--- Exercise brief ---
Repeat the material in full. Keep every line exactly as it is.

--- Data excerpts ---
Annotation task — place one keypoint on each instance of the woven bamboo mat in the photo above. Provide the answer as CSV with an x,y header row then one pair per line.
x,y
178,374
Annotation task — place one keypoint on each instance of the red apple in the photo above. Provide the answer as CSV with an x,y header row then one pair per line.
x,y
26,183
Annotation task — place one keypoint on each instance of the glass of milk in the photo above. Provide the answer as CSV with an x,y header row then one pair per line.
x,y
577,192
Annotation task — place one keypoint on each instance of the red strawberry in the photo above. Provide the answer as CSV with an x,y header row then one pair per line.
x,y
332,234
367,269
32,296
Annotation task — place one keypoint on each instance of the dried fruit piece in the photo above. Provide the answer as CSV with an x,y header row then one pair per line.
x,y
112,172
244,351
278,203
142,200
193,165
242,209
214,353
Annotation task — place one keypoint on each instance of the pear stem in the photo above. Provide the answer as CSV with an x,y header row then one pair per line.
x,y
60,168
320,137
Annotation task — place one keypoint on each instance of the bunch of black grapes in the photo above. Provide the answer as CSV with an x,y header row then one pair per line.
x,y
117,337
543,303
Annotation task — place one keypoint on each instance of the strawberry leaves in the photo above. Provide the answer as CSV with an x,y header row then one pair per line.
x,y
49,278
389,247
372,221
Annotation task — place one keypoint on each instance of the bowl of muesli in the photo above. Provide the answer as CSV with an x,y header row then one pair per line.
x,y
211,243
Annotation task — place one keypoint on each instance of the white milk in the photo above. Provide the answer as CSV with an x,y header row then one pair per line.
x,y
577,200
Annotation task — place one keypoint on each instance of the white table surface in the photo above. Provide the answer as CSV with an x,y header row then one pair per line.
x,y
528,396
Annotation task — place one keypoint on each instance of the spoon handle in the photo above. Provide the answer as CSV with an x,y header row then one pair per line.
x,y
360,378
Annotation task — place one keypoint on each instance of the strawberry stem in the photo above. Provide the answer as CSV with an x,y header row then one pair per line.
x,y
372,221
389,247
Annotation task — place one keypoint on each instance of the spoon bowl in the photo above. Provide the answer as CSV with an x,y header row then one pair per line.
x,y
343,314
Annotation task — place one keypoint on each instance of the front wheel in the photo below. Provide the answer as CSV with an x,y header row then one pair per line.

--- Response area ---
Annotation task — place one keypoint on each instance of the woven bamboo mat in the photo above. Provide the answer as CSV with an x,y header row then one pair per line.
x,y
178,374
Annotation task — place one keypoint on each instance of the red apple in the photo above. Provide the answer as CSV with an x,y header row then one pair per line.
x,y
26,183
Annotation task — place one keypoint on each instance of the glass of milk in the photo above. Provide the answer as CSV with an x,y header row then one pair per line.
x,y
577,192
Annotation task — place one keypoint on each instance of the red strawberry in the photo above. Provide the answer as CSV with an x,y header row then one pair per line.
x,y
332,234
367,269
32,296
Annotation task — place one keypoint on each instance of the dried fruit piece in the photo above. Provide the answer as CSV with an x,y header row then one pair per line.
x,y
112,172
244,351
278,203
142,200
193,165
242,209
214,353
Annotation task — place one keypoint on each instance of the pear stem in the photo above. Provide the answer as CSV with an x,y header row then one pair per line.
x,y
60,168
320,137
Annotation task — place one keypoint on each instance of the bunch of black grapes in the photo above. Provide the answer as CSV with an x,y header row then one pair per line.
x,y
117,337
543,303
Annotation task — place one keypoint on each instance of the strawberry leaves in the photo above. Provide the answer as CSV with an x,y header row then one pair per line.
x,y
49,278
389,247
372,221
Annotation task — place one keypoint on each instance of the bowl of muesli in the photo above. Provide the answer as CSV with an x,y header row then one pair per line.
x,y
211,243
Annotation task — place one keypoint on each instance of the white milk in the photo above. Provide the answer as CSV with an x,y header row then one pair per line.
x,y
577,200
Annotation task — place one keypoint on each instance of the white table surface in the photo above. Provide the answer as CSV with an x,y header row then one pair per line.
x,y
528,396
Annotation task — place one keypoint on each instance of the spoon handle in the photo above. Provide the answer as CSV with an x,y header row then one pair per line.
x,y
360,378
Annotation task — place one keypoint on each instance of the strawberry stem in the photo above. Provide the answer as CSV with an x,y header row then one pair per line.
x,y
372,221
389,247
Annotation task — place one keypoint on each instance of the spoon bowl in the photo above. Provide the answer as CSV with an x,y header row then one pair per line.
x,y
343,314
Annotation task — place one keypoint on each instance of the front wheel in the photo below. Provide the answer as CSV with an x,y header row then one pair per line.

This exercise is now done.